-- Source text --
Skip to content

[Dynamo] Graph Break Introduced by DDP Failed to Explain #94579

@alpha0422

Description

@alpha0422

🐛 Describe the bug

We find that explaining the graph break reasons with torch._dynamo.explain() raises an exception, and seems graph breaks introduced by DDP doesn't set the reason attribute.
Here's a minimal example to reproduce:

#!/usr/bin/env python                                             
                                                                  
# Usage: torchrun --nnodes=1 --nproc_per_node=1 bug.py            
                                                                  
import torch                                                      
from torch.nn.parallel import DistributedDataParallel as DDP      
from torch._dynamo import explain                                 
torch.manual_seed(0)                                              
                                                                  
class Model(torch.nn.Module):                                     
    def __init__(self, channels=320):                             
        super().__init__()                                        
        self.channels = channels                                  
        self.layers = torch.nn.Sequential(                        
            torch.nn.Linear(channels, 32*channels),               
            torch.nn.Linear(32*channels, 32*channels),            
            torch.nn.Linear(32*channels, channels),               
        )                                                         
                                                                  
    def forward(self, x ):                                        
        return self.layers(x)                                     
                                                                  
torch.distributed.init_process_group("nccl", rank=0, world_size=1)
                                                                  
x = torch.randn((320,), device="cuda")                            
model = Model().cuda()                                            
ddp_model = DDP(model, bucket_cap_mb=1)                           
                                                                  
ddp_model(x)                                                      
                                                                  
explanation, out_guards, graphs, ops_per_graph, break_reasons, \  
    explanation_verbose = explain(ddp_model, x)                   
print(explanation)                                                

The error message is:

Traceback (most recent call last):
  File "/usr/local/lib/python3.8/dist-packages/torch/_dynamo/output_graph.py", line 584, in call_user_compiler
    compiled_fn = compiler_fn(gm, self.fake_example_inputs())
  File "/usr/local/lib/python3.8/dist-packages/torch/_dynamo/optimizations/distributed.py", line 315, in compile_fn
    submod_compiler.run(*example_inputs)

-- Material for this exercise --

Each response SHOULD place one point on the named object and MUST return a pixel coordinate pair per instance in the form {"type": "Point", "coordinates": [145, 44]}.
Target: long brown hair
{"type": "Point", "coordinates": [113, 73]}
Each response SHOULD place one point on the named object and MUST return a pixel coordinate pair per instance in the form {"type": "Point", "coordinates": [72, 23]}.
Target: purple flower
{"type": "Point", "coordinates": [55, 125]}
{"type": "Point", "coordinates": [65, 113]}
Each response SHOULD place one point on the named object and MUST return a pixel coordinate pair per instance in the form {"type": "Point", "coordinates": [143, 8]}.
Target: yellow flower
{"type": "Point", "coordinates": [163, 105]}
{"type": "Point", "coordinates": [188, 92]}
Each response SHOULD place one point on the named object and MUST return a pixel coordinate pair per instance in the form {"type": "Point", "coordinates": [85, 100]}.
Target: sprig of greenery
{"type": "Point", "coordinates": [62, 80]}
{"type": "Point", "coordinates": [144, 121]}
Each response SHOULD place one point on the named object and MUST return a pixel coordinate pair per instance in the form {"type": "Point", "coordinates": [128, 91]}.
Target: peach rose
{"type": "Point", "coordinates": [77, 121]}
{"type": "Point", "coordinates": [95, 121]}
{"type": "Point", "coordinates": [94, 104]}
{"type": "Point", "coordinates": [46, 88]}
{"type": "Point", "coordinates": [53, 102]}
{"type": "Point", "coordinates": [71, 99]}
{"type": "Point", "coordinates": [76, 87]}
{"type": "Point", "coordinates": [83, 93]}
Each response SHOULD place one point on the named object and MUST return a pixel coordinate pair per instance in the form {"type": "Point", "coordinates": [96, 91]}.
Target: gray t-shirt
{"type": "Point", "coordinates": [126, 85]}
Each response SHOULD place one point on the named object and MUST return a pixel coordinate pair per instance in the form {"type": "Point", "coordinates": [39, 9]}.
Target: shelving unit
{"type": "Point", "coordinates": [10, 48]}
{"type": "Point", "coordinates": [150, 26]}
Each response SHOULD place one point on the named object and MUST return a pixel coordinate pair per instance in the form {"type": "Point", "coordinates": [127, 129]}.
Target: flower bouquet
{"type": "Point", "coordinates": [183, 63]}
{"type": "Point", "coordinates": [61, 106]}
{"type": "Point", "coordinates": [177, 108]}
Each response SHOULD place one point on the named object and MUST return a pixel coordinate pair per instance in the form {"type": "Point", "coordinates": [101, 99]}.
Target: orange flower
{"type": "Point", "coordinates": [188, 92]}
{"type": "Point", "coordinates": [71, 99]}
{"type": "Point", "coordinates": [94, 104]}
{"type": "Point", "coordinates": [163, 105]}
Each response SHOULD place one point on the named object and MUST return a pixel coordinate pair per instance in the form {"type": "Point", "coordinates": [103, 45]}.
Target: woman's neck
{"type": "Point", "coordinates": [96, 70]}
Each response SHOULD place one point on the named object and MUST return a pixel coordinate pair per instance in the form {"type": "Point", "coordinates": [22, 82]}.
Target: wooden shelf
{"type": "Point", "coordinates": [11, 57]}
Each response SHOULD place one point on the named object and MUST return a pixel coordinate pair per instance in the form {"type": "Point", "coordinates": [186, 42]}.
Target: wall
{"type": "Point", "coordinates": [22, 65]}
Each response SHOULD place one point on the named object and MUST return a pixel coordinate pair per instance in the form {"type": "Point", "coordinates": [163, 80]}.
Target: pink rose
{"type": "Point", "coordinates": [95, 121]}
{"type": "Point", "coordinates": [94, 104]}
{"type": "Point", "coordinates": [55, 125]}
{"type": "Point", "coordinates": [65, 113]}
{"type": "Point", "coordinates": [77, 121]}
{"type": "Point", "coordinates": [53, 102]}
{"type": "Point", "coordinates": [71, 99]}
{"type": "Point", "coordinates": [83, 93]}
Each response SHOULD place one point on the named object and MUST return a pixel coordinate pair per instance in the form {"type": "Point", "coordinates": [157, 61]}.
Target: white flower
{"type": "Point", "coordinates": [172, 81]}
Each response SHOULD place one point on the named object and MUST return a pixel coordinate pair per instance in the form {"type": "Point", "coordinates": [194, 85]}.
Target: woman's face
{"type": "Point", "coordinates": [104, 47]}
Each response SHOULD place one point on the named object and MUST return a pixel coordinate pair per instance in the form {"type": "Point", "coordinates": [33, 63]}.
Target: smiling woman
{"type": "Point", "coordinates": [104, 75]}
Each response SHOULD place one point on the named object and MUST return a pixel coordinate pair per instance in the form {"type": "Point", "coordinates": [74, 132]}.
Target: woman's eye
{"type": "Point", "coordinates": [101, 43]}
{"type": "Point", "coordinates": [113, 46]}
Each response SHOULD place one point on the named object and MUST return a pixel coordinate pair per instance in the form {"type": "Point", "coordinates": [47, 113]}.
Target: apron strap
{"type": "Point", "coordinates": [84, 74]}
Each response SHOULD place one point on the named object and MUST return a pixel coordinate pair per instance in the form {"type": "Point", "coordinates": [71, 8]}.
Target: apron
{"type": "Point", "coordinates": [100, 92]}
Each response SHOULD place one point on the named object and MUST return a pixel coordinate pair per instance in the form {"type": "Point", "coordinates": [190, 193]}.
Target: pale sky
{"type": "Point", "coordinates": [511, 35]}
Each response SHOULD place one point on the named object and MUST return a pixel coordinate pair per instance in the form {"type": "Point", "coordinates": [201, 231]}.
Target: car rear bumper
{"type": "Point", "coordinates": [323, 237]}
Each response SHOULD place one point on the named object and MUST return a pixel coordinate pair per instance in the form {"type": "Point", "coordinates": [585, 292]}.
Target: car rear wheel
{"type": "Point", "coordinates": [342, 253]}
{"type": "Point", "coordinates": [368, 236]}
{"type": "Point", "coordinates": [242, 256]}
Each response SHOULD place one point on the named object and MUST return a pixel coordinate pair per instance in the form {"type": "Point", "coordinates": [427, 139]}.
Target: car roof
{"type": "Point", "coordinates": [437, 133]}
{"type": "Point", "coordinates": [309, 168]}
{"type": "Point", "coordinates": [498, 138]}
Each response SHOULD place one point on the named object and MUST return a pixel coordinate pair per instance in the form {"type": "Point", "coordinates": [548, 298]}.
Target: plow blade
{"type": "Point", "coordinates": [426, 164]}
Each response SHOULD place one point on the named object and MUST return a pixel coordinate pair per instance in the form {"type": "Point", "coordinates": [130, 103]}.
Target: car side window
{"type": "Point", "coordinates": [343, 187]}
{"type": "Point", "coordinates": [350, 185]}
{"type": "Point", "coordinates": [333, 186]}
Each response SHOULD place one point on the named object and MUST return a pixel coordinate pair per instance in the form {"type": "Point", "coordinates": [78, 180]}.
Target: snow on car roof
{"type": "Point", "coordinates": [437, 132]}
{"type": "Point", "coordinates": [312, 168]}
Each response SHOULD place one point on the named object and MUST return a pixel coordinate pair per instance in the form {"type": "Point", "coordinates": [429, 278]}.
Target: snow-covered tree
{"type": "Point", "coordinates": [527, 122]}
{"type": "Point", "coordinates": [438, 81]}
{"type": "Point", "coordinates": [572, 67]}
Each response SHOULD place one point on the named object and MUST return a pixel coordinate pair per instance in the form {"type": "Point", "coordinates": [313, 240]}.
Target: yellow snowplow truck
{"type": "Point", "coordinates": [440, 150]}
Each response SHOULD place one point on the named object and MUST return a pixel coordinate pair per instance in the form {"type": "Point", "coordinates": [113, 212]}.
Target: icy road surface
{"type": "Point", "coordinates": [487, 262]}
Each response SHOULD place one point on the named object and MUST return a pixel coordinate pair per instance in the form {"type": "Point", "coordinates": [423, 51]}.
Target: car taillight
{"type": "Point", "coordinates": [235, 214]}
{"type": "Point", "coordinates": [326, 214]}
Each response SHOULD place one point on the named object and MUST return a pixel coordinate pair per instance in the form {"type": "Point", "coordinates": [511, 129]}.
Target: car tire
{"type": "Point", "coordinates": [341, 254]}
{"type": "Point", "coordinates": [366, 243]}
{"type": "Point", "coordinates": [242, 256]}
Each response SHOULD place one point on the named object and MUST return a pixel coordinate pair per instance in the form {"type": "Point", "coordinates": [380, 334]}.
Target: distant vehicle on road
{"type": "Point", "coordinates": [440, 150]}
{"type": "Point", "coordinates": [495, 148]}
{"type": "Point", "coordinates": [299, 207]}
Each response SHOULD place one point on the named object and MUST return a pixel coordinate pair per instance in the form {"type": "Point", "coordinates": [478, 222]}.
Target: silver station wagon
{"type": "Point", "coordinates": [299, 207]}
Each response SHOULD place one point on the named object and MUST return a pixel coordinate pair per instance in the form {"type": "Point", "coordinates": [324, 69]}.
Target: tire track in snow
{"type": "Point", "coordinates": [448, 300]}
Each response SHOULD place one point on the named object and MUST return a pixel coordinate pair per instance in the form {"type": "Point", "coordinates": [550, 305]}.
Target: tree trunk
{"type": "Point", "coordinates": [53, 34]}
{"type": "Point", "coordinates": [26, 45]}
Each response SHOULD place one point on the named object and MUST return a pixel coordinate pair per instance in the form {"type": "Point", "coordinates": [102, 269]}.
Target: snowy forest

-- Work instructions --
• A. Count the lines in the entries above that contain the word "flower", and give only that number.
• B. Pick up the bug report about the DDP graph break in Dynamo where it stops and write what follows its last line.

-- Expected responses --
• A. 5

• B.
  File "/usr/local/lib/python3.8/dist-packages/torch/fx/interpreter.py", line 130, in run
    self.env[node] = self.run_node(node)
  File "/usr/local/lib/python3.8/dist-packages/torch/_dynamo/optimizations/distributed.py", line 304, in run_node
    compiled_submod_real = self.compile_submod(
  File "/usr/local/lib/python3.8/dist-packages/torch/_dynamo/optimizations/distributed.py", line 250, in compile_submod
    self.compiler(input_mod, args),
  File "/usr/local/lib/python3.8/dist-packages/torch/_dynamo/debug_utils.py", line 915, in debug_wrapper
    compiled_gm = compiler_fn(gm, example_inputs, **kwargs)
  File "/usr/local/lib/python3.8/dist-packages/torch/_dynamo/eval_frame.py", line 471, in dynamo_graph_accumulating_compiler
    if gm.compile_subgraph_reason is not None:
  File "/usr/local/lib/python3.8/dist-packages/torch/nn/modules/module.py", line 1587, in __getattr__
    raise AttributeError("'{}' object has no attribute '{}'".format(
AttributeError: 'GraphModule' object has no attribute 'compile_subgraph_reason'

While executing %submod_0 : [#users=1] = call_module[target=submod_0](args = (%x,), kwargs = {})
Original traceback:
None

The above exception was the direct cause of the following exception:

Traceback (most recent call last):
  File "bug-7.py", line 32, in <module>
    explanation_verbose = explain(ddp_model, x)
  File "/usr/lib/python3.8/unittest/mock.py", line 1325, in patched
    return func(*newargs, **newkeywargs)
  File "/usr/local/lib/python3.8/dist-packages/torch/_dynamo/eval_frame.py", line 486, in explain
    opt_f(*args, **kwargs)
  File "/usr/local/lib/python3.8/dist-packages/torch/nn/modules/module.py", line 1480, in _call_impl
    return forward_call(*args, **kwargs)
  File "/usr/local/lib/python3.8/dist-packages/torch/_dynamo/eval_frame.py", line 80, in forward
    return self.dynamo_ctx(self._orig_mod.forward)(*args, **kwargs)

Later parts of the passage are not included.